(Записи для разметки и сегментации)
- - -

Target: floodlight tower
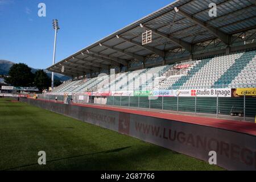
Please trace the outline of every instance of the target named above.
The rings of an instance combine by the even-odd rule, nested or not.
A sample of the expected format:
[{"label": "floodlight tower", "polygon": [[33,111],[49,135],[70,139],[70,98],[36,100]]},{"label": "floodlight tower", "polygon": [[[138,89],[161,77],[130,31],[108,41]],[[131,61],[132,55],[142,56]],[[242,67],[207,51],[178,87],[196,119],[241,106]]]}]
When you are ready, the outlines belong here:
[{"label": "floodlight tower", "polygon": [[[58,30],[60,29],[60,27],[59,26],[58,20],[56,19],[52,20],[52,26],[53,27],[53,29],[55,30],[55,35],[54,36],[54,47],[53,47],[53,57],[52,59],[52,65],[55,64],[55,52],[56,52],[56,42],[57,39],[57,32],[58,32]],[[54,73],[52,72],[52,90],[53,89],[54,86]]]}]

- - -

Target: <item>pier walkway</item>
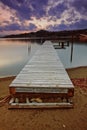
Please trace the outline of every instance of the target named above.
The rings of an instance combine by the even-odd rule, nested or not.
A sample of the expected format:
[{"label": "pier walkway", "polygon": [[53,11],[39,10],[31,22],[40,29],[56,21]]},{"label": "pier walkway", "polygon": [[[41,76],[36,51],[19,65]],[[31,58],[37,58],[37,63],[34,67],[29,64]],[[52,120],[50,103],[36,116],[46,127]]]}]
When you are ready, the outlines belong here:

- - -

- [Поставленная задача]: Выпишите, пожалуйста, все строки, где встречается слово «tower». Регистр букв учитывается.

- [Решение задания]:
Target: floodlight tower
[{"label": "floodlight tower", "polygon": [[33,111],[49,135],[70,139],[70,98],[36,100]]},{"label": "floodlight tower", "polygon": [[[138,89],[161,77],[130,31],[108,41]],[[131,61],[132,55],[142,56]],[[242,67],[207,51],[178,87],[196,119],[241,106]]]}]
[{"label": "floodlight tower", "polygon": [[[58,30],[60,29],[60,27],[59,26],[58,20],[56,19],[52,20],[52,26],[53,27],[53,29],[55,30],[55,35],[54,36],[54,47],[53,47],[53,57],[52,59],[52,65],[55,64],[55,52],[56,52],[56,42],[57,39],[57,32],[58,32]],[[54,73],[52,72],[52,90],[53,89],[54,86]]]}]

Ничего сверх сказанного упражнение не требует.